YOUR OBJECTIVE
Reproduce the entries below exactly, but only from the line containing "Target: rippled water surface" to the line containing "column 235, row 376", inclusive.

MATERIAL SHOWN
========

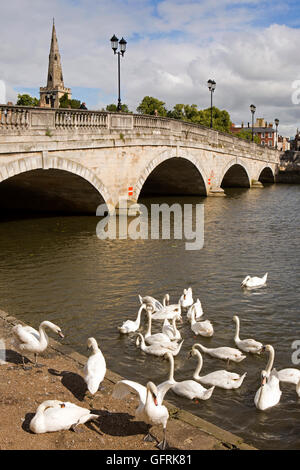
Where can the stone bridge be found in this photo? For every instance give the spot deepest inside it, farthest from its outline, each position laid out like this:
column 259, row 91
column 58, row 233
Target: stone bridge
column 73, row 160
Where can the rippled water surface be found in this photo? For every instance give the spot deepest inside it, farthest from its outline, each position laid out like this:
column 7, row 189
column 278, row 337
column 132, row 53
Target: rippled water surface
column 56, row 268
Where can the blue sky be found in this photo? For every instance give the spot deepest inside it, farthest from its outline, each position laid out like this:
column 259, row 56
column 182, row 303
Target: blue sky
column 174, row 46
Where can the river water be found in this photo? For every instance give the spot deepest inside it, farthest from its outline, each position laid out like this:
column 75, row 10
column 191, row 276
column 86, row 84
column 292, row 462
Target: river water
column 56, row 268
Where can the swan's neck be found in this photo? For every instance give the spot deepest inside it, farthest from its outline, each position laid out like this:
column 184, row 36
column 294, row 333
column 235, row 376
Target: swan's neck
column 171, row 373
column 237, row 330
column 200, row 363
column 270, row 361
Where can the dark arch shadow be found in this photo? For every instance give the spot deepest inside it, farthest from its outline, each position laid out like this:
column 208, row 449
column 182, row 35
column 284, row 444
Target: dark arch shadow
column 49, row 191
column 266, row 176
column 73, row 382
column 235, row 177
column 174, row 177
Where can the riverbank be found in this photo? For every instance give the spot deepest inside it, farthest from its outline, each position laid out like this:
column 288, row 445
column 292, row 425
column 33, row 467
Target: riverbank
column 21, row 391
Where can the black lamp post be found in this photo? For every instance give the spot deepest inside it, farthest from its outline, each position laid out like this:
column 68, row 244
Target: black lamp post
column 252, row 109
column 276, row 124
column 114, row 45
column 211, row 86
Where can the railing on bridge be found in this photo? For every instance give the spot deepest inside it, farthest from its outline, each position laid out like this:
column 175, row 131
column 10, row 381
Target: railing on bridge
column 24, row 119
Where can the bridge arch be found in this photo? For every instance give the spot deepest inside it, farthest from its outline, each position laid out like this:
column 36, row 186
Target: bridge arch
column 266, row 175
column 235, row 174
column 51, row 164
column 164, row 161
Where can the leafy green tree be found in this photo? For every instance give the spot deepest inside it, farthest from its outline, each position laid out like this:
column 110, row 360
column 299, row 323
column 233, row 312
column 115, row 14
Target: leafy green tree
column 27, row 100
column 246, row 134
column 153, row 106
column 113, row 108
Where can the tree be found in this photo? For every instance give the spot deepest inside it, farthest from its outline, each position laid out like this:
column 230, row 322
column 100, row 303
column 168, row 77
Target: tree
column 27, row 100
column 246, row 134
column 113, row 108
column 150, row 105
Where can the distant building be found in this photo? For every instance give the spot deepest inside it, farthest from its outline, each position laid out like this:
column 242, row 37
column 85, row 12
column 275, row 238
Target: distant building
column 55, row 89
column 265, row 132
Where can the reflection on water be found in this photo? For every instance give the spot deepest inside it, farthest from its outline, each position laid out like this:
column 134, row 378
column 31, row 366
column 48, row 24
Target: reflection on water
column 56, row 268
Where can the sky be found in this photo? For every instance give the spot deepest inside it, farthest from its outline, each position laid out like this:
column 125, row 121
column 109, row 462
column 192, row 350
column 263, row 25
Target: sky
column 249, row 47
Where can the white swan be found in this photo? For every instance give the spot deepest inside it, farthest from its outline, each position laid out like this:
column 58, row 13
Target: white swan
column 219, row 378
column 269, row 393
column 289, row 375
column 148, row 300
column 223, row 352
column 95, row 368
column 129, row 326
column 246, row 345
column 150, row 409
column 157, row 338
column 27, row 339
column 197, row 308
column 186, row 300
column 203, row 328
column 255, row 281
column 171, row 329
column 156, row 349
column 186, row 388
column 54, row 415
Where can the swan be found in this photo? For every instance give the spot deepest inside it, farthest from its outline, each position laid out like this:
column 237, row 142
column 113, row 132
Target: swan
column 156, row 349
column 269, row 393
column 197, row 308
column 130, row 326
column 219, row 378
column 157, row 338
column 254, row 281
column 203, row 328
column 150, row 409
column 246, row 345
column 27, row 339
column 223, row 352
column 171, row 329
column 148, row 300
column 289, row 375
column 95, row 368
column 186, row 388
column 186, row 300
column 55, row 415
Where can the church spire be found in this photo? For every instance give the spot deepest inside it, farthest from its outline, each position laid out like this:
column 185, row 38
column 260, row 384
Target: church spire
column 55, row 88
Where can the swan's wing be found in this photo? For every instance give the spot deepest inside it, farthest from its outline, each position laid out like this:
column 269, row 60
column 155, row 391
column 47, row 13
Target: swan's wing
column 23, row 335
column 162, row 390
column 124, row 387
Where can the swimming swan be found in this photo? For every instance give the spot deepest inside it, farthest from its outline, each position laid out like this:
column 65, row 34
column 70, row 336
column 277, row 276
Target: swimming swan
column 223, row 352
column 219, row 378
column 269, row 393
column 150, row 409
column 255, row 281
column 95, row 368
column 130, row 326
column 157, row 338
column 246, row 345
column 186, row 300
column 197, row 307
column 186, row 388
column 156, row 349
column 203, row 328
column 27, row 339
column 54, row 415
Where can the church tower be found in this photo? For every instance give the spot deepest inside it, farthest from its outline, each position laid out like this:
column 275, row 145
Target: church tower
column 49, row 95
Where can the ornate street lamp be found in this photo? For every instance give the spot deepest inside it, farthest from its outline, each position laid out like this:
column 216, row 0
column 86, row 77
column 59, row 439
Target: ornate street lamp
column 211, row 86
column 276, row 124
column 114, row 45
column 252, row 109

========

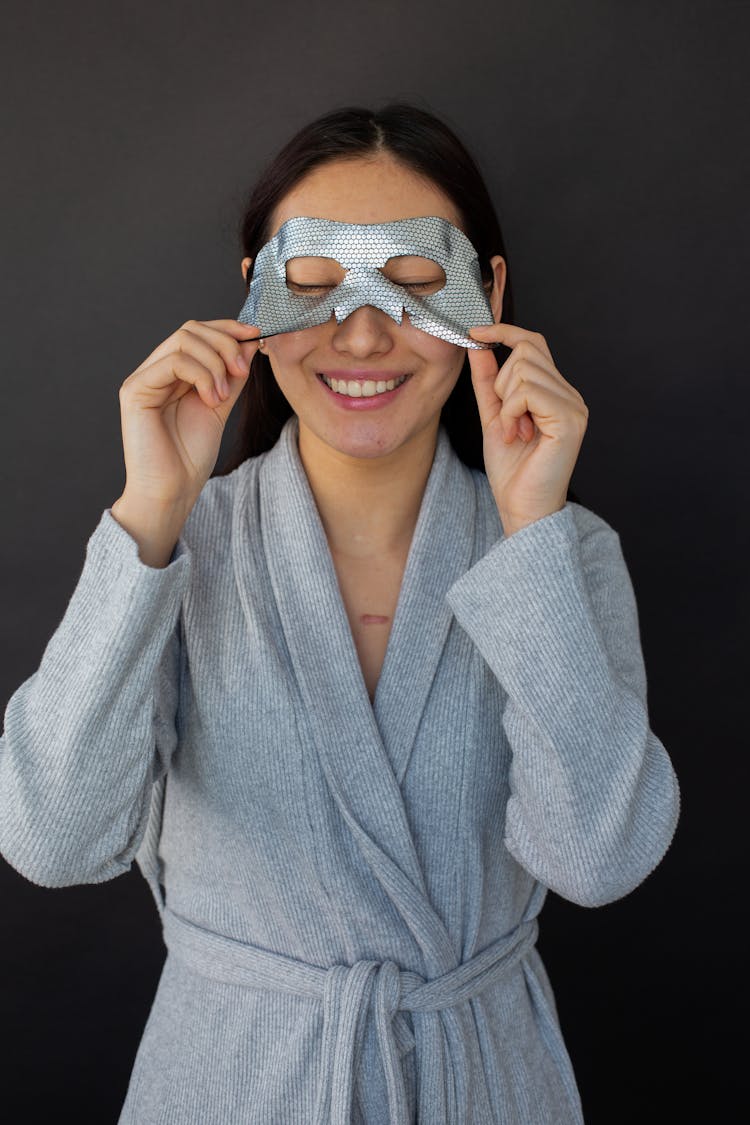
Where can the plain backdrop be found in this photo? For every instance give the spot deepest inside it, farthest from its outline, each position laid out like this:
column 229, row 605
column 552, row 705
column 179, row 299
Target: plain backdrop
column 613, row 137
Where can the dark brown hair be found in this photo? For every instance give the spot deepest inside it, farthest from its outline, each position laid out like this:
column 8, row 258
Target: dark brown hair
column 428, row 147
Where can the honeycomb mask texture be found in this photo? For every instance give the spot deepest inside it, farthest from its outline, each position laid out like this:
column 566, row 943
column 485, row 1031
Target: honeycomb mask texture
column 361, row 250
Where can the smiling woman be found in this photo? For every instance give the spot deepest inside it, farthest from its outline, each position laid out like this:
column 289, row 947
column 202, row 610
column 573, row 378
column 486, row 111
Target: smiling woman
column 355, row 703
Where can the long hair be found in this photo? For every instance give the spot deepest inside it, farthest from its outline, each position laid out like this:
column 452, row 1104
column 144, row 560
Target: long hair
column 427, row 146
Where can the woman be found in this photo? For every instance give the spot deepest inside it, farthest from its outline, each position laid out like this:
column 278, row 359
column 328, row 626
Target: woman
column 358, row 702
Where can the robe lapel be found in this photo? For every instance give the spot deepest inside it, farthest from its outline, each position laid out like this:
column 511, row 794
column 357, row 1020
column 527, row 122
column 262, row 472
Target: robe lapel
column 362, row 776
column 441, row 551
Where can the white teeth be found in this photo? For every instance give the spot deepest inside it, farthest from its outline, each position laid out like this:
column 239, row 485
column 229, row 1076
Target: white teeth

========

SOLVED EXERCISE
Target: rippled water surface
column 56, row 268
Where can the blue sky be found in this photo? For every instance give the spot deepest inside it, farthest from its outline, each position laid out like this:
column 259, row 56
column 182, row 303
Target: blue sky
column 174, row 46
Where can the river water be found in this photo? For every instance give the spot deepest inside it, farthest from its outline, each position laid out like this:
column 75, row 10
column 191, row 276
column 86, row 84
column 292, row 462
Target: river water
column 56, row 268
Where can the swan's neck be found in this photo? For every instance give the spot deepest inside it, farthest from its outline, each position laid out like this:
column 184, row 36
column 294, row 333
column 235, row 376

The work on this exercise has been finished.